## [Exercise description]
Retype the listing below, keeping every line the same.

## [Source records]
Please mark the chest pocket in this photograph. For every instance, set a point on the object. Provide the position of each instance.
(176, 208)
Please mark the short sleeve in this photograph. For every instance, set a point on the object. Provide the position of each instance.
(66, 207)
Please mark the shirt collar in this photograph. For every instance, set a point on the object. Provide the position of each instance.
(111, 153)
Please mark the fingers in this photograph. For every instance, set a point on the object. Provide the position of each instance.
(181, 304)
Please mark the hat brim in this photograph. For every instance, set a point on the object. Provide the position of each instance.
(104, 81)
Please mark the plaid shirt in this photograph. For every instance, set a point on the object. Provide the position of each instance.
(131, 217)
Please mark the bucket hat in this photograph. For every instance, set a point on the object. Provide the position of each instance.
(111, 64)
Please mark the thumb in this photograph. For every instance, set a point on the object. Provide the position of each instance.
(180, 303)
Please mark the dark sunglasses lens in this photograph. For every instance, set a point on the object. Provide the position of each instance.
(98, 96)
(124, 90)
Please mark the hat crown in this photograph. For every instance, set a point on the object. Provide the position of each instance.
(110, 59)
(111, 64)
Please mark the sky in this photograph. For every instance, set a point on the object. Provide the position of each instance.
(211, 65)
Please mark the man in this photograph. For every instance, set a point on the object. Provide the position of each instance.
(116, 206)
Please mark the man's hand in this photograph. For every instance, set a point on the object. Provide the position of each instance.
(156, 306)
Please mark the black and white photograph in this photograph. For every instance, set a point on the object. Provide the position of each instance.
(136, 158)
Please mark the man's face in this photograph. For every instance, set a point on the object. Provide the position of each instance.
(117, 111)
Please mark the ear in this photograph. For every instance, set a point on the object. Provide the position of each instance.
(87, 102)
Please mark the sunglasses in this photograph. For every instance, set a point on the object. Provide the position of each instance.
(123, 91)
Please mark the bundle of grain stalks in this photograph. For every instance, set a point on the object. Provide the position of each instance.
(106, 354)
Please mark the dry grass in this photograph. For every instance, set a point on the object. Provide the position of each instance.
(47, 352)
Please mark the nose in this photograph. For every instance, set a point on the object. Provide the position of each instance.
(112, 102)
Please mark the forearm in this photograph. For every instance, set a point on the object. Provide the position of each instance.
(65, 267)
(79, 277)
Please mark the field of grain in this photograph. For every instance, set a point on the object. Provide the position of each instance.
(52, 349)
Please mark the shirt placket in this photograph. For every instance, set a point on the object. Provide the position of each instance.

## [Task response]
Please mark the chest pocket in this photograph. For every instance, set a point on the object. Provide the position of each instance.
(176, 208)
Please mark the short sleeve in this photograph. For every instance, set a point on the object. Provide the position of each instance.
(66, 207)
Please mark the shirt collar in this photograph. For every instance, set a point on the object. Provide the position of each instance.
(111, 153)
Please mark the fingers in this photograph. For every instance, set a point on the object. Provide the position of each instance.
(181, 304)
Please mark the hat brim in this photograph. For every instance, set a point on the object. Provide the position of each instance.
(104, 81)
Please mark the plaid shirt in this photograph. For every instance, set a point on the object. Provide the position of each instance.
(131, 217)
Please mark the bucket hat in this photograph. For every instance, set a point on the object. Provide the position of each instance.
(111, 64)
Please mark the thumb in this photograph. For every instance, set a point on the object. Provide the position of each instance.
(180, 303)
Please mark the dark sunglasses lens in this photograph. For every instance, set a point on the object. Provide the position of each instance.
(98, 96)
(124, 90)
Please mark the hat crown in this photograph. For every instance, set a point on the object. Provide the position of each instance.
(110, 59)
(111, 64)
Please mark the sky in this photograph. For every instance, set a point on the object. Provide the position of each instance.
(211, 65)
Please mark the man in this photograph. For every instance, set a point on the object. Provide the position of each instance.
(116, 206)
Please mark the man's hand in this photograph. For every instance, set a point on the object. Provide the position of each instance.
(156, 306)
Please mark the black and white photograph in this photograph. For every instance, set a point on the object. Provide the position of each instance.
(136, 158)
Please mark the man's face in this photograph. For every instance, set a point on the object. Provide the position of each instance.
(117, 111)
Please mark the ear in this photograph. For every instance, set a point on the object. Provide the position of each instance.
(87, 102)
Please mark the sunglasses in this photograph. For every instance, set a point on the object. Provide the position of each instance.
(123, 91)
Please mark the bundle of grain stalks in this photograph. For every instance, set a point on the object. Provide the position of each instance.
(106, 354)
Please mark the dry grass in this photograph. For every instance, set a point on the object. Provide the position of each instance.
(47, 352)
Please mark the nose in this photograph. For every instance, set a point on the object. Provide the position of each instance.
(112, 102)
Please mark the forearm in this photograph. For every instance, set a point on the object. Provide the position of each instance.
(65, 267)
(79, 277)
Please mark the field of grain in this photograph. For every instance, set a point on the object. Provide the position of each instance.
(52, 349)
Please mark the shirt placket in this photograph. For every instance, set a point on the object. Provide the position of each instance.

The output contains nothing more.